>> START

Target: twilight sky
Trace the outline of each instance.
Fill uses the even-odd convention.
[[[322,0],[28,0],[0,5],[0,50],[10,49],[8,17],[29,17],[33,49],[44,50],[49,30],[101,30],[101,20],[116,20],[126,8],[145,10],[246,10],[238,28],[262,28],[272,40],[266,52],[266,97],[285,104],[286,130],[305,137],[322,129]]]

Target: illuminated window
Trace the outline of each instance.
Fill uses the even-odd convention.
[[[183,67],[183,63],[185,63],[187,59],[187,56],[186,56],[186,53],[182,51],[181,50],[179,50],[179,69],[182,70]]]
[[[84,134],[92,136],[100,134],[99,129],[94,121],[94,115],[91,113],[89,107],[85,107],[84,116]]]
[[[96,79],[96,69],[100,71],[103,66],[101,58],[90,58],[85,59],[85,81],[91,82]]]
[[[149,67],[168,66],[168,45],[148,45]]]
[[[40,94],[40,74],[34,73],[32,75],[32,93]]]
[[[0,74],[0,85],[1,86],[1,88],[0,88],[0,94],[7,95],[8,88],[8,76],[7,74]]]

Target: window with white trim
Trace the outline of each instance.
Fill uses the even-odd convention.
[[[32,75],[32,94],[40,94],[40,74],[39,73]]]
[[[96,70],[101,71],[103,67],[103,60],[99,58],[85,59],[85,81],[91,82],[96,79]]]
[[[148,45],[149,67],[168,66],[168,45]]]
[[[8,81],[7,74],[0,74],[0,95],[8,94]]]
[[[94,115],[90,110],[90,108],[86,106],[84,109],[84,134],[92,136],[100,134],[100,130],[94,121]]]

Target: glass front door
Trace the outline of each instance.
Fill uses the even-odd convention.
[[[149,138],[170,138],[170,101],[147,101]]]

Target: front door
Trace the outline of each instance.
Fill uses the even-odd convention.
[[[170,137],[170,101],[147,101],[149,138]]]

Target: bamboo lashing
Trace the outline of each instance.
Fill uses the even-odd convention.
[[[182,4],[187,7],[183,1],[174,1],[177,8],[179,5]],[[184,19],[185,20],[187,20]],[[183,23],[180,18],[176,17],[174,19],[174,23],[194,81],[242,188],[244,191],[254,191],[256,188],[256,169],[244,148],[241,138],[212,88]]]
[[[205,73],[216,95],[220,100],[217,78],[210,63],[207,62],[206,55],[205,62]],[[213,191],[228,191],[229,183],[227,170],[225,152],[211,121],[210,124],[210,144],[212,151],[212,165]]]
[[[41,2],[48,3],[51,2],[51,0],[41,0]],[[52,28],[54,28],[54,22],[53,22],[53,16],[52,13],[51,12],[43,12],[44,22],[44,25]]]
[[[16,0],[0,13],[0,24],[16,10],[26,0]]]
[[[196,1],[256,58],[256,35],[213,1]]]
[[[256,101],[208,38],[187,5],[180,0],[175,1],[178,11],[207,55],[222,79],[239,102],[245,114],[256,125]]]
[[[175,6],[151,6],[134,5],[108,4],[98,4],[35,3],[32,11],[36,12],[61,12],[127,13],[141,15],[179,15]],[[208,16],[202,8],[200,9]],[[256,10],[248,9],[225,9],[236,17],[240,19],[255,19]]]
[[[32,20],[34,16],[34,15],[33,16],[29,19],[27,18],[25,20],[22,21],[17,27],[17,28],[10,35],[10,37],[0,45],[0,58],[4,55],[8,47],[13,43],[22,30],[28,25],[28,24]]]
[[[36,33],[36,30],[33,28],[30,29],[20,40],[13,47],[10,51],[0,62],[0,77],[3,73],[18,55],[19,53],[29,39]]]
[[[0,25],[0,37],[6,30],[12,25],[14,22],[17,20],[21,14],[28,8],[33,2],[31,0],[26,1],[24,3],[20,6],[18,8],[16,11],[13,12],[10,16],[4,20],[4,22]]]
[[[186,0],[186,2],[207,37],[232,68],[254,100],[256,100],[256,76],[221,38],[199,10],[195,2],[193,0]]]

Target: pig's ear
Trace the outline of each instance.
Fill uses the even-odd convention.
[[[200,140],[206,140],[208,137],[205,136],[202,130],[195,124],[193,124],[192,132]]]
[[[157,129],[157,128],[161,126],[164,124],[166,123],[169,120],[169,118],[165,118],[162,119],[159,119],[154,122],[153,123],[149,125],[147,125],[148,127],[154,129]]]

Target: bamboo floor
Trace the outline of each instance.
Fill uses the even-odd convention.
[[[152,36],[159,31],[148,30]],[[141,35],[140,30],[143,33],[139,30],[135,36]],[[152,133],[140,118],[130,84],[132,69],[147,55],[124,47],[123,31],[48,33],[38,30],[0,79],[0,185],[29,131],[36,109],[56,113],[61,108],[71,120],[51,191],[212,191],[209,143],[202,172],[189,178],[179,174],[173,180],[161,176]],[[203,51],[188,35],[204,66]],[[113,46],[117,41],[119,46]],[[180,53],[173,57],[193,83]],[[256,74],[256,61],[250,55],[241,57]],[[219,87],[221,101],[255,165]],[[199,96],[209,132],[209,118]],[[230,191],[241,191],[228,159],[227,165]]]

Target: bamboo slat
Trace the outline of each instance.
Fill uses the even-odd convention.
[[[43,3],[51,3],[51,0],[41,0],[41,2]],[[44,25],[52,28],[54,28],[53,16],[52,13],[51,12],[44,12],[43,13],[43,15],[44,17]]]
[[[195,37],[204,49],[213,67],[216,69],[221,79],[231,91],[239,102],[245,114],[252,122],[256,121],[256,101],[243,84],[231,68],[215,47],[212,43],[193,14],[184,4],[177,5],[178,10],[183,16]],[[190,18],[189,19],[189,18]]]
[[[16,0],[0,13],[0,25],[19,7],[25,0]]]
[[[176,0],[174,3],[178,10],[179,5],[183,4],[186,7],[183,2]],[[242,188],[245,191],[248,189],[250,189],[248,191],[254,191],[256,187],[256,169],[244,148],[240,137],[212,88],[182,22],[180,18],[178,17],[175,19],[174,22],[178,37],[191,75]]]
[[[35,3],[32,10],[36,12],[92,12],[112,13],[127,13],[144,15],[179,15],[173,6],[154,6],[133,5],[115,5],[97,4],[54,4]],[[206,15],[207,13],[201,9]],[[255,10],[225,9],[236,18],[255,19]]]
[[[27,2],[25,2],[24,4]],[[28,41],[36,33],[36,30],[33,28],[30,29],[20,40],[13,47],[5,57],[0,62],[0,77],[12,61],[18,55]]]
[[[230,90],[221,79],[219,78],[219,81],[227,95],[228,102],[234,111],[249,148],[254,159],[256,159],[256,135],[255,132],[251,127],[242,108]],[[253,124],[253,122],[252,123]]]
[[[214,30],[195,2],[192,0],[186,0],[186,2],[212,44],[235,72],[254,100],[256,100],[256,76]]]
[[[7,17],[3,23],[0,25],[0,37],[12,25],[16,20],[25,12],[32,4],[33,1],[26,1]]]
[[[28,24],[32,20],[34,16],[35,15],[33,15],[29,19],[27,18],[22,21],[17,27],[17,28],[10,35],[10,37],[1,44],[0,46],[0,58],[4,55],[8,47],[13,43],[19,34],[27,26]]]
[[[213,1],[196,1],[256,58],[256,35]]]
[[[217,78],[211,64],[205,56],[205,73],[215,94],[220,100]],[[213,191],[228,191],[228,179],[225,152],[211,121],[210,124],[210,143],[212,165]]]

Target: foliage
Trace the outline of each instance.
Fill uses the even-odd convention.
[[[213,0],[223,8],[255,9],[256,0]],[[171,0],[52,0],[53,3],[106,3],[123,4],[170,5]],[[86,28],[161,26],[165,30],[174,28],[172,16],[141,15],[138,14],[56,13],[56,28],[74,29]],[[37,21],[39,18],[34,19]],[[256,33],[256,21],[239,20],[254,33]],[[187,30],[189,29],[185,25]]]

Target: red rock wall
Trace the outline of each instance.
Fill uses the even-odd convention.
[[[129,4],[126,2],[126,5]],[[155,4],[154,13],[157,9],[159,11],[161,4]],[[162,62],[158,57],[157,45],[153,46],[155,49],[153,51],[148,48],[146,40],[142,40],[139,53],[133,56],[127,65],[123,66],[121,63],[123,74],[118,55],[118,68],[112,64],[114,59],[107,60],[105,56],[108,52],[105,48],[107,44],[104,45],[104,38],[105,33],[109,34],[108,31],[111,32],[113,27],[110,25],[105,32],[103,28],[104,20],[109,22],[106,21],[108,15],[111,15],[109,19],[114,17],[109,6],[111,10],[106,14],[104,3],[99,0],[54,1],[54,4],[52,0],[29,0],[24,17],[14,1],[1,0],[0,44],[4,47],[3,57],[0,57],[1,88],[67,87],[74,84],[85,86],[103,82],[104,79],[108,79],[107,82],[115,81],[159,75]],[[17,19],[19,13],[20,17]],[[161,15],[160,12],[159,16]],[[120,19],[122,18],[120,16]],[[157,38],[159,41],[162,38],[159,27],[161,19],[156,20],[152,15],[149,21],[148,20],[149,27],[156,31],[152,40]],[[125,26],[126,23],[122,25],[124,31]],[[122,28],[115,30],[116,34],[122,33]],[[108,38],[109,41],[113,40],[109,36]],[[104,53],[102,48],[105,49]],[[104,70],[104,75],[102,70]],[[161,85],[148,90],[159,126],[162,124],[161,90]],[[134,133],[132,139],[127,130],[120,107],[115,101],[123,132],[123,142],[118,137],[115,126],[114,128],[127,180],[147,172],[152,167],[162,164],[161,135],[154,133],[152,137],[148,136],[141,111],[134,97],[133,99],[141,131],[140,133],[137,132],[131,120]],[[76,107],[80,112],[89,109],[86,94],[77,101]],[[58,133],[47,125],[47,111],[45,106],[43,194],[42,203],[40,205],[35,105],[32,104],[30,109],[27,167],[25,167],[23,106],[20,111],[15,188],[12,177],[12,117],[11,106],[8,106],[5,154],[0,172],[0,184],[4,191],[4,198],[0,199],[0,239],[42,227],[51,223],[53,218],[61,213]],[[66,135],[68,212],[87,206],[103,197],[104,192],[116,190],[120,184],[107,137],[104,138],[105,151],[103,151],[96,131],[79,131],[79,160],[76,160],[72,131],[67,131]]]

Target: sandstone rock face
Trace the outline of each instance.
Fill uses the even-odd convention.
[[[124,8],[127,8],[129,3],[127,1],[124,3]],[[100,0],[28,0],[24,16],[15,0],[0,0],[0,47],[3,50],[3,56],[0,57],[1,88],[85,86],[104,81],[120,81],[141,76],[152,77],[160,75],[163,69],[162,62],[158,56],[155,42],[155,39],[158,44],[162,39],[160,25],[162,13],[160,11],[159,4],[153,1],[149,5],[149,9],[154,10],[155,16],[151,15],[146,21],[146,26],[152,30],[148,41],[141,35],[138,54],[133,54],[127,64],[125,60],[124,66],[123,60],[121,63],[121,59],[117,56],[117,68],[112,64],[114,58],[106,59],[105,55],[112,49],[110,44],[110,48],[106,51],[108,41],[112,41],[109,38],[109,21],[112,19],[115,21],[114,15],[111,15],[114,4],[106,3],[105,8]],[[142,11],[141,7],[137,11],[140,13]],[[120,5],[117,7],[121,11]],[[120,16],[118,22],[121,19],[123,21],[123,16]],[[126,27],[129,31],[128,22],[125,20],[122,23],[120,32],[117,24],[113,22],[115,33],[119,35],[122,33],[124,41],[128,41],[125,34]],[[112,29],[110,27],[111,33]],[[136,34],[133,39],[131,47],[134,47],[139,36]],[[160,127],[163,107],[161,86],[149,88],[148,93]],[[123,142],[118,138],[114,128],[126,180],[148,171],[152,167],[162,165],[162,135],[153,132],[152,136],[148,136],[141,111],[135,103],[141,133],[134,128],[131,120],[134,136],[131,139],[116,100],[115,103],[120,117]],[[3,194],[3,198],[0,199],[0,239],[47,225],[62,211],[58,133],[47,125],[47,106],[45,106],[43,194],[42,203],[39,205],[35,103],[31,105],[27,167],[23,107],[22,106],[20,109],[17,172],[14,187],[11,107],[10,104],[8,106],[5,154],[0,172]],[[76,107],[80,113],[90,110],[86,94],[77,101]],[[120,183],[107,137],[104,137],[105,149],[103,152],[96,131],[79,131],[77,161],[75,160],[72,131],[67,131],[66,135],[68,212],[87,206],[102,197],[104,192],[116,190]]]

>> END

PROBLEM DETAILS >> Arrange the listing lines as a Markdown table, starting with the line that contains "Target: window with white trim" and going on through the line that contains "[[[170,137],[170,101],[147,101],[149,138]]]", with both of those lines included. Use the columns No. and Line, give each row its number in No., and leave out blank lines.

ANSWER TO THIS TASK >>
| No. | Line |
|---|---|
| 1 | Target: window with white trim |
| 2 | Trace the outline of each instance. |
| 3 | Fill uses the even-odd convention. |
| 4 | [[[32,75],[32,94],[40,94],[40,74],[39,73]]] |
| 5 | [[[96,70],[101,71],[103,67],[103,60],[99,58],[85,59],[85,81],[91,82],[96,79]]] |
| 6 | [[[148,45],[149,67],[168,66],[168,45]]] |
| 7 | [[[8,81],[7,74],[0,74],[0,95],[8,94]]] |
| 8 | [[[94,115],[90,110],[90,108],[86,106],[84,109],[84,134],[92,136],[100,134],[100,130],[94,121]]] |
| 9 | Target: glass front door |
| 10 | Trace the outline of each instance. |
| 11 | Fill uses the even-odd convention. |
| 12 | [[[149,138],[170,138],[170,101],[147,101]]] |
| 13 | Target: front door |
| 14 | Trace the outline of each instance. |
| 15 | Fill uses the even-odd convention. |
| 16 | [[[170,137],[170,101],[147,101],[149,138]]] |